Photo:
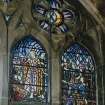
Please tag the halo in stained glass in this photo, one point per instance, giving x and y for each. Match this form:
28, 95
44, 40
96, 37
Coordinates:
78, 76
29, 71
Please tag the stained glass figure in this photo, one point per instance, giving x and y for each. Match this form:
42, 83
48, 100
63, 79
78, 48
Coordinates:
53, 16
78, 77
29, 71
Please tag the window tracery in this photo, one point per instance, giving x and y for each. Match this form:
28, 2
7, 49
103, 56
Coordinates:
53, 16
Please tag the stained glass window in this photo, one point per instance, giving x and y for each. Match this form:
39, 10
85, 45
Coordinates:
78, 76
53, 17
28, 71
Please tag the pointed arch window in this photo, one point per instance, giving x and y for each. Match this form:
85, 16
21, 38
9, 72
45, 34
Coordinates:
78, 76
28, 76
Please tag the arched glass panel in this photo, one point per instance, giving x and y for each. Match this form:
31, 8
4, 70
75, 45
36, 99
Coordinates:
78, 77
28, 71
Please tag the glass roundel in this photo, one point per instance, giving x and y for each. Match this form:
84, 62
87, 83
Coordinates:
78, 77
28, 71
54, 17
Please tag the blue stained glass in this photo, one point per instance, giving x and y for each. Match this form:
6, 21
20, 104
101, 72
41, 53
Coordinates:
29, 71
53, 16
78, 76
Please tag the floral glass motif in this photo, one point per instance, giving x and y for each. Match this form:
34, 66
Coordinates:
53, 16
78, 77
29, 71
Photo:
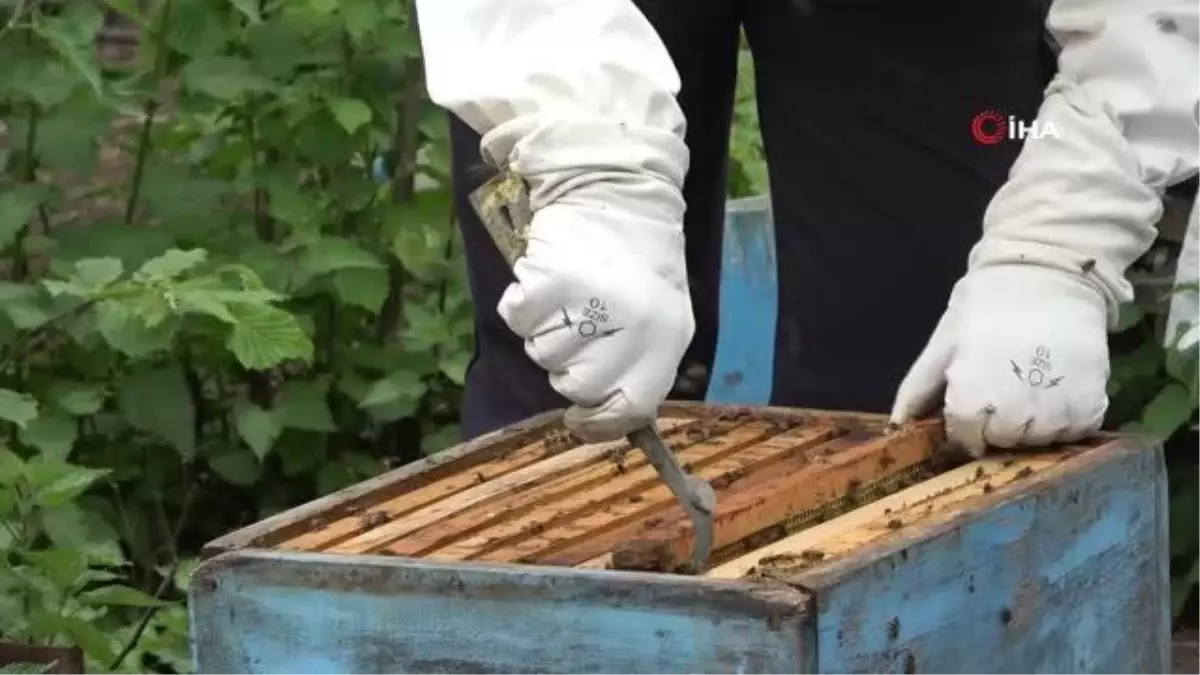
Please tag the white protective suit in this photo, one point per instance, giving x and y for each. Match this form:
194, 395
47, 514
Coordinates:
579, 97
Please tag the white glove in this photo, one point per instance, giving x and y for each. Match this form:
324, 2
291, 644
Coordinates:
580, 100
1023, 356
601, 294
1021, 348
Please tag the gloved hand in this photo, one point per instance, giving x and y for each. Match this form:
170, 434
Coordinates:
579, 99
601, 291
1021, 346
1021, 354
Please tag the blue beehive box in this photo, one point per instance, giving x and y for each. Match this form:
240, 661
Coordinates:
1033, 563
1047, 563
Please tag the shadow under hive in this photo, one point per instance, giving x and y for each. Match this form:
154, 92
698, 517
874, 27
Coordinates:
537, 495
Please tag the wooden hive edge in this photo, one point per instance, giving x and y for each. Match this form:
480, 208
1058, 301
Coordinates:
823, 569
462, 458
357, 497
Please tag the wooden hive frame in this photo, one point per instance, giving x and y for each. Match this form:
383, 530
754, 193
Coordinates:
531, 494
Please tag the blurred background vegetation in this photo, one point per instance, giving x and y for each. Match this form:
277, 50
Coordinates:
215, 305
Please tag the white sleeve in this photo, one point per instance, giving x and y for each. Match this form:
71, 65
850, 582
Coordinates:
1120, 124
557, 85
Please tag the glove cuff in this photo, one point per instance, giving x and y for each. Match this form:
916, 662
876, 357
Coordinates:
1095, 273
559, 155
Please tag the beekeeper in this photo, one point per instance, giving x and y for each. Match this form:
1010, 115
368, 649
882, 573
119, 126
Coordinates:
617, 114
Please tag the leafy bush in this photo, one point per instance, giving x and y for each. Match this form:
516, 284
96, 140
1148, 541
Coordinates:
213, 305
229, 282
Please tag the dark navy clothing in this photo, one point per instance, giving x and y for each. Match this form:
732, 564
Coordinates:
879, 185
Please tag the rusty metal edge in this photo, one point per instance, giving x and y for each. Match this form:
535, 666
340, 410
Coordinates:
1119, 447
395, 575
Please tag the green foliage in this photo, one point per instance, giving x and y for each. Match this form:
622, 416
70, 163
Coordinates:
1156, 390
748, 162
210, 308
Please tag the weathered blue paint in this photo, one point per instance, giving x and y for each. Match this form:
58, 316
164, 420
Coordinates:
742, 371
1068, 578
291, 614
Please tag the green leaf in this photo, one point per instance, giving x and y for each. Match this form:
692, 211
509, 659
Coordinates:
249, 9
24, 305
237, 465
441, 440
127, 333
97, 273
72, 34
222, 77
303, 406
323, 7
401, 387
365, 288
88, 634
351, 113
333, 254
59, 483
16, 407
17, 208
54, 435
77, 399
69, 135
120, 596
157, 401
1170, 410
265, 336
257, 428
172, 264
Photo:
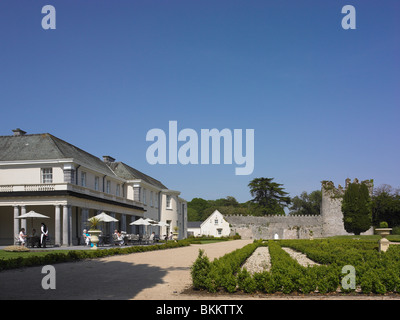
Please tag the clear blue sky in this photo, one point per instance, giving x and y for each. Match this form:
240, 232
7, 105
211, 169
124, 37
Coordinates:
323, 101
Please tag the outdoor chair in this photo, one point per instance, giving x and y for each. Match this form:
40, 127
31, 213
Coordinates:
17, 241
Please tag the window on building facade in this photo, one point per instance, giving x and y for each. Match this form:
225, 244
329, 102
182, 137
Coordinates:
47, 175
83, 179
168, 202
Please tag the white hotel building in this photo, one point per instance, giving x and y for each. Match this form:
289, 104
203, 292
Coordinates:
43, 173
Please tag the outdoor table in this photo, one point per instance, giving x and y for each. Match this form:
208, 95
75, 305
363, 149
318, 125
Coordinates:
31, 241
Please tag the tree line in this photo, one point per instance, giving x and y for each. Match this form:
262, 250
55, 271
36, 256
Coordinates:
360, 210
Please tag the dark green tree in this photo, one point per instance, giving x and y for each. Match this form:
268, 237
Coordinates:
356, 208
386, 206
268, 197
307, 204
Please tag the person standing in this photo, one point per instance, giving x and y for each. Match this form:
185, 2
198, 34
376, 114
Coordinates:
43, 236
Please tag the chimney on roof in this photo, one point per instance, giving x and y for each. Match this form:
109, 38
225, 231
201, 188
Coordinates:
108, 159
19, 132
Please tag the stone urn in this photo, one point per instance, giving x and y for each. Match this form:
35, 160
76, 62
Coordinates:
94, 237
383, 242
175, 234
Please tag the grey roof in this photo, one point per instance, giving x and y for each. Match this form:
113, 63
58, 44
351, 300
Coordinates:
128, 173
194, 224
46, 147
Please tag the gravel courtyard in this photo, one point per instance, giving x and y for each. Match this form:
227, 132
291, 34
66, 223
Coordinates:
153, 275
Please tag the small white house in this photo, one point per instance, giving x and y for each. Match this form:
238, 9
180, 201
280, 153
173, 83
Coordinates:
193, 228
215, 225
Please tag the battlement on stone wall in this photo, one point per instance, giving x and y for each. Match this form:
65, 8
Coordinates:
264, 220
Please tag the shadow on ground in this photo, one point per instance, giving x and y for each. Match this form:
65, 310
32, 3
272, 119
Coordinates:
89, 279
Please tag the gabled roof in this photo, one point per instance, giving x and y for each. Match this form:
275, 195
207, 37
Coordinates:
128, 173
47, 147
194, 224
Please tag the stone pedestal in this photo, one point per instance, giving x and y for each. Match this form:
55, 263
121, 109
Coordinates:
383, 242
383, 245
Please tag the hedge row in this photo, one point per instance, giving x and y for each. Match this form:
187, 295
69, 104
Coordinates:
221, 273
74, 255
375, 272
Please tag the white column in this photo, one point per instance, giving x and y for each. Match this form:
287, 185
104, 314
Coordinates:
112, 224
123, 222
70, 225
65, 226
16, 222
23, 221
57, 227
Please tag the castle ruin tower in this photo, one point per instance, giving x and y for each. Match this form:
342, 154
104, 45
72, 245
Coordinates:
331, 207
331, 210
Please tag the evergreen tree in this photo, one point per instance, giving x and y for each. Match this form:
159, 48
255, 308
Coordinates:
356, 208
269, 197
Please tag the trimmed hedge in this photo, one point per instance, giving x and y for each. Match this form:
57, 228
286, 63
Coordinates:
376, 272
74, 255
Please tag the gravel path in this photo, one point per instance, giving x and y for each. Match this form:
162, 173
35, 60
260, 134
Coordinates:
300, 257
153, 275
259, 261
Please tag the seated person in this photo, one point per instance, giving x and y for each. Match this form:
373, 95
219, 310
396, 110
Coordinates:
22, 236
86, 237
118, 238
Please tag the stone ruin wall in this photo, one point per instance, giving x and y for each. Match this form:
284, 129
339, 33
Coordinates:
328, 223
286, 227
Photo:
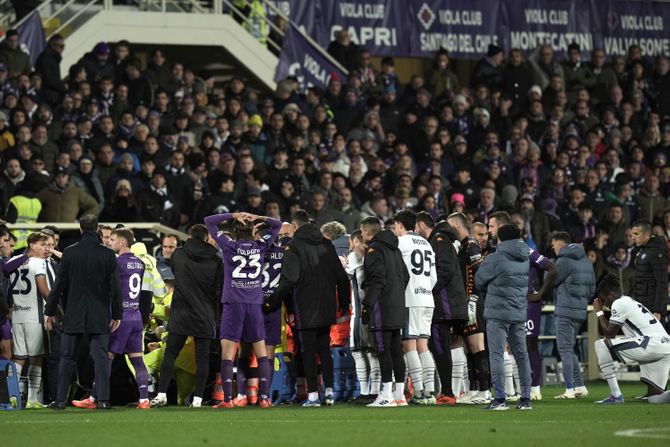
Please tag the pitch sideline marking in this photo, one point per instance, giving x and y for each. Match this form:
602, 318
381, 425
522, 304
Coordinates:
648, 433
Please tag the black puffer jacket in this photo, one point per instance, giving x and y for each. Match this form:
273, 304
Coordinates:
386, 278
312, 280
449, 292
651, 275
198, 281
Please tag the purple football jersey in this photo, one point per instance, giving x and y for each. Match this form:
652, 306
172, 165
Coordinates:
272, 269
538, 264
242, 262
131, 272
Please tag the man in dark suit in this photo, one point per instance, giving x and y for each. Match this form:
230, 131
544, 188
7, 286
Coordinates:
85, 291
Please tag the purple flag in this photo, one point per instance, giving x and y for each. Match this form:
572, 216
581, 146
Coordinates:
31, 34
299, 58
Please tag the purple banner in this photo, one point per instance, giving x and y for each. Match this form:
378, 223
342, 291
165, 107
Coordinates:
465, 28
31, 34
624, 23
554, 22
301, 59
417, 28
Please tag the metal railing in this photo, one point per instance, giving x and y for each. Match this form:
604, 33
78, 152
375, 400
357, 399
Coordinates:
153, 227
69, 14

#####

=== Your objective ===
Please lay out the stretch of the entries from the line containing "Please tag the stone ruin" through the end of the entries as a JSON list of strings, one string per line, with blank lines and the pictures left out.

=== Correct answer ===
[
  "Please tag the stone ruin wall in this photo, one point per instance, giving x and y for each. Match this form:",
  "284, 129",
  "339, 33",
  "Coordinates:",
  "328, 223",
  "286, 227",
  "Photo:",
  "Please tag the pitch sideline marking in this photo, one point per instance, giving x and y for each. Match this form:",
  "602, 318",
  "381, 425",
  "522, 304",
  "Coordinates:",
  "648, 433",
  "Please tag the black puffer jacket in this photo, one point per instance, giving x and y for each. Match this form:",
  "273, 304",
  "Coordinates:",
  "386, 278",
  "312, 280",
  "449, 292",
  "651, 275",
  "198, 281",
  "Please tag the purple football jersey in this photo, one point per instance, giving x and y for each. Match this form:",
  "652, 306",
  "172, 165",
  "Coordinates:",
  "272, 269",
  "538, 264",
  "242, 262",
  "131, 272",
  "Please tag the man in dark suit in this photo, one point per instance, giving x and y for each. Match this form:",
  "230, 131",
  "544, 188",
  "7, 286",
  "Coordinates:",
  "85, 291",
  "Please tag the purple flag in this photo, one point per instance, giving x and y for each. Match this form:",
  "572, 216",
  "581, 146",
  "Coordinates:",
  "31, 34",
  "299, 58",
  "Please tag the purple banner in this photo, one point per instance, giving x and y for each. Match this form:",
  "378, 223",
  "342, 291",
  "165, 107",
  "Coordinates:",
  "465, 28",
  "31, 34",
  "624, 23",
  "554, 22",
  "301, 59",
  "417, 28",
  "Please tag the metal railing in this photo, one point per instance, giving x and y for each. Match this form:",
  "604, 33",
  "78, 152",
  "375, 400",
  "357, 399",
  "Coordinates:",
  "153, 227",
  "69, 14"
]